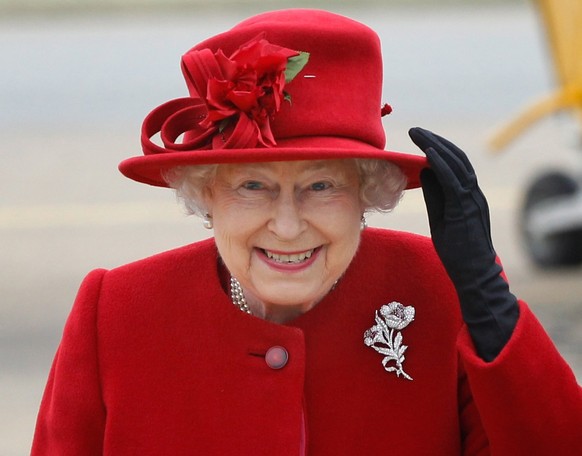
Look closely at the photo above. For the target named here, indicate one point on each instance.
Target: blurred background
(77, 78)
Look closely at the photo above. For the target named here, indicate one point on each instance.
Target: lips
(289, 258)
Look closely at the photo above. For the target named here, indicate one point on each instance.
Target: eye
(253, 185)
(320, 186)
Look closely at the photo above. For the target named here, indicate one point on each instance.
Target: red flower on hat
(243, 92)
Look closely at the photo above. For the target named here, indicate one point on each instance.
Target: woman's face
(286, 230)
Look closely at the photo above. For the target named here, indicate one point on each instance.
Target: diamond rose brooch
(386, 337)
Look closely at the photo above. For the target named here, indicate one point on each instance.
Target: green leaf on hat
(294, 65)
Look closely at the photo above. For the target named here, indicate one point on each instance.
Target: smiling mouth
(292, 258)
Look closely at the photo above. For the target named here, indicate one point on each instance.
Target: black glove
(460, 228)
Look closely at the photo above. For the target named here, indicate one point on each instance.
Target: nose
(287, 221)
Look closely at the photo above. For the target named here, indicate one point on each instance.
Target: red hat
(287, 85)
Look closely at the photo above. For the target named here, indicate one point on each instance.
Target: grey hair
(382, 184)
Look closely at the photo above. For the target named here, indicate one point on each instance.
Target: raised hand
(461, 232)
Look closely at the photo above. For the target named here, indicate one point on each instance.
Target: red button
(276, 357)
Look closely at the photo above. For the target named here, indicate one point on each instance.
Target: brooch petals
(386, 337)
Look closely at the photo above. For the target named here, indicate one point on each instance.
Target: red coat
(156, 360)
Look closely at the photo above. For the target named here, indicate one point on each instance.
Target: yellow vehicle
(551, 216)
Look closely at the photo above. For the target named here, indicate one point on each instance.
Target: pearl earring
(363, 223)
(207, 221)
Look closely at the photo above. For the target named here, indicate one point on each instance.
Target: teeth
(293, 258)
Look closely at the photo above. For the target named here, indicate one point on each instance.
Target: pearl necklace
(238, 297)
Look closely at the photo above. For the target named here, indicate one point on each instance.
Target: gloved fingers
(434, 197)
(448, 181)
(453, 157)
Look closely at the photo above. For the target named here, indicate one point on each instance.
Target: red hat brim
(148, 169)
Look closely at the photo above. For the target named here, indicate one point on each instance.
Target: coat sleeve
(71, 419)
(528, 398)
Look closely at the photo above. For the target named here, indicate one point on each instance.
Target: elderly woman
(297, 330)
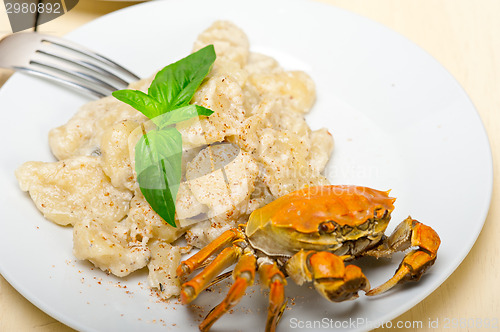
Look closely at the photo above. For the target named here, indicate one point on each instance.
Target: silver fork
(64, 62)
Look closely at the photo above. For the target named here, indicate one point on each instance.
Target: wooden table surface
(464, 36)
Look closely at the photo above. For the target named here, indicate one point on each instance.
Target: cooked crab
(307, 235)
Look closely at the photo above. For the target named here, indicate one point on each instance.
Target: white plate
(399, 119)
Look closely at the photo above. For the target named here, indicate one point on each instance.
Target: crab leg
(331, 278)
(193, 287)
(409, 233)
(243, 275)
(272, 278)
(192, 263)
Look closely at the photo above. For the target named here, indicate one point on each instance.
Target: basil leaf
(181, 114)
(140, 101)
(158, 192)
(158, 156)
(175, 85)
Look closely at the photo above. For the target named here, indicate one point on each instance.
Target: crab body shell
(308, 235)
(344, 220)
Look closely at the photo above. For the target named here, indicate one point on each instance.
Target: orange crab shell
(305, 210)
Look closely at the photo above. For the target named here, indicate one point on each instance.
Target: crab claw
(409, 233)
(331, 278)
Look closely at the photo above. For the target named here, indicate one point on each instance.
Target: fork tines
(65, 62)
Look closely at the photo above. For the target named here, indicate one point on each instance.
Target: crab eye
(380, 213)
(327, 227)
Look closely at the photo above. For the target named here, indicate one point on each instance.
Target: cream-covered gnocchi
(254, 148)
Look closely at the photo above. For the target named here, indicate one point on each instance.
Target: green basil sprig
(158, 153)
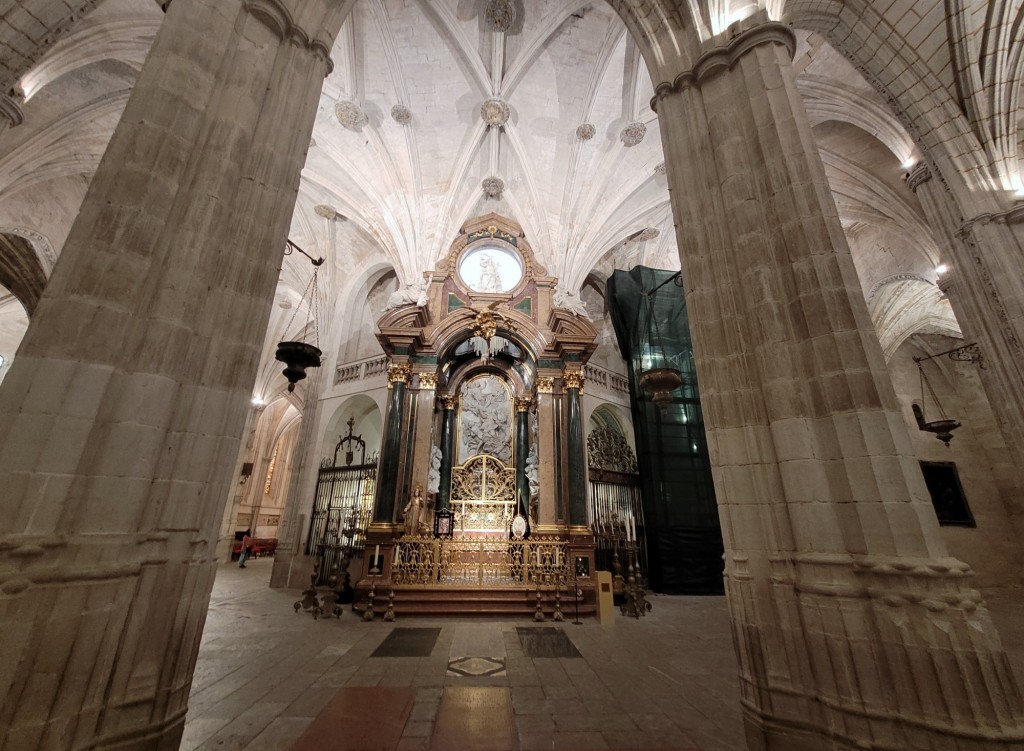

• [WHAT TO WORK ON] Keep the pictures out and print all the records exactly as they are.

• [TASK RESPONSE]
Look closely at the photo above. For the target named here, indicate one point on each instance.
Target: blurred background
(77, 78)
Look closely at the photo above. For the target named here, indicate one point on each instance.
Target: lips
(289, 258)
Look closely at the photo above. For the target named here, indicate one point on each instance.
Target: eye
(253, 185)
(320, 186)
Look closely at the photo above. For the target named here, indicate one point on each instance.
Target: red flower on hat
(243, 92)
Look closely at the photo above. For the target named here, indicate one point on each instance.
Target: woman's face
(286, 230)
Look closely at the photo above. For the target named here, indicate one point on each instance.
Target: diamond rose brooch
(386, 337)
Look closely at the photo above. For the target named here, indicate one point on each instance.
Target: green leaf on hat
(294, 65)
Look closely at the photo above. For the target named here, indicate one point on each instance.
Target: smiling mouth
(292, 258)
Look closely at the photo above. For the target named here, indicate one point on each instance.
Target: black glove
(460, 228)
Look closely at the photo above. For the target named here, indicate one point on each instance.
Target: nose
(287, 221)
Look closely at the photo above. For the target named here, indicate one point on each instance.
Target: red hat
(287, 85)
Look closely at the photo above. For the target named here, indicate one point on each instance.
Target: grey hair
(382, 184)
Look closely at the photo above. For the target named here, indicate one point on each instance.
Target: raised hand
(461, 232)
Look closely at the photo above. For the target named here, indicate one point on each instance.
Target: red button
(276, 357)
Look closely at the photo above. For the target named here, indicate one point on each instance.
Target: brooch petals
(386, 337)
Look closely at the photo above. For the target named here, indicate one point on each instance.
Target: red coat
(156, 360)
Look closely at the photo above. For the target named here, indicate one point on each instance.
Target: yellow vehicle
(551, 216)
Look closely at the photo above. For the target named here, indicate one point on each instance.
Target: pearl earring
(363, 223)
(207, 221)
Look closely at the photo above. For the target named here, indicate one point on each instance.
Target: teeth
(293, 258)
Look closely at the photo above. For the target named here, indicate one point on each instance.
Target: pearl necklace
(238, 297)
Look closely at the photo above. For the target named here, indicate one point on each instance.
Target: gloved fingers
(434, 197)
(448, 181)
(453, 157)
Look closely at the photo above. For the target named here, indicate one point on each instance.
Target: red hat brim
(148, 169)
Look closely at the photo above. For the target named here, indicate one point on each instance.
Target: coat sleeve
(71, 419)
(528, 398)
Look closely at the photo above. For the target named here, indicate one point on each instance.
Target: elderly woman
(297, 330)
Look closely at the photo above. For the target named here, indicate one point on each instance.
Target: silver fork
(64, 62)
Look closely at the photo above. For the target named here, indicate one point on each instance.
Target: wooden table surface
(464, 36)
Look closely at the photo above. For the target named here, indicate one point on each instance.
Target: cooked crab
(307, 235)
Look closely at the photo above. For the target named here, indicate one point on each instance.
Target: white plate
(399, 119)
Look closely at the photo above. For the target named here, indicate one point on each instance.
Target: crab leg
(331, 278)
(193, 287)
(409, 233)
(243, 275)
(272, 278)
(192, 263)
Look closely at the photo above. For the target named here, indicate one point on each instance.
Target: basil leaf
(181, 114)
(140, 101)
(158, 192)
(158, 156)
(175, 85)
Look closely at the photo above. For the target named here, indicate one point on each instance.
Target: crab body shell
(308, 235)
(344, 220)
Look closely at the photo above. For the target named here, indicate one point on each instance.
Target: orange crab shell
(305, 210)
Look closely at the photo above. For the target named here, indicate one point on each instance.
Target: crab claw
(409, 233)
(331, 278)
Look closely at the photo above. For the target named here, indicate one point on each instance.
Target: fork tines
(65, 62)
Look closely at the photo above. For the target named here, indicate one point on each instance.
Target: crab eye
(380, 213)
(327, 227)
Look closely at the photo above. For the target named here, indicate one point on each instance.
Target: cream-covered gnocchi
(254, 148)
Look closely at the photo above. For the target named here, indicate one point on each instance.
Target: green basil sprig
(158, 153)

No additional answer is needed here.